> Provided data
======

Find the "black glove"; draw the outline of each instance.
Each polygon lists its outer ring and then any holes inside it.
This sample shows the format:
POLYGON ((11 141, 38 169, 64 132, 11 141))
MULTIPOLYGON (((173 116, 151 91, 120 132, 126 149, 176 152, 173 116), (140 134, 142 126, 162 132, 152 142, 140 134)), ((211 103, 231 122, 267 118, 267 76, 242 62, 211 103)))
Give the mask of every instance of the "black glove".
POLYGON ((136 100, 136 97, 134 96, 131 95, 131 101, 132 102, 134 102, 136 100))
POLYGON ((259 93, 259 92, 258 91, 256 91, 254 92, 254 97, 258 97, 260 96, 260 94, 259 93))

======

> Work instructions
Write out every line above, keeping each character unchanged.

> Written solution
Find the "black glove"; draw the outline of each instance.
Each polygon lists its outer ring and then any holes inside it.
This sample shows the format:
POLYGON ((11 141, 38 169, 64 132, 11 141))
MULTIPOLYGON (((173 116, 151 91, 120 132, 126 149, 176 152, 173 116), (140 134, 142 126, 162 132, 152 142, 140 134)), ((211 103, 231 122, 267 118, 267 76, 242 62, 211 103)))
Give the mask of every instance of the "black glove".
POLYGON ((136 100, 136 97, 134 96, 131 95, 131 101, 132 102, 134 102, 136 100))
POLYGON ((259 93, 259 92, 258 91, 256 91, 254 92, 254 97, 258 97, 260 96, 260 94, 259 93))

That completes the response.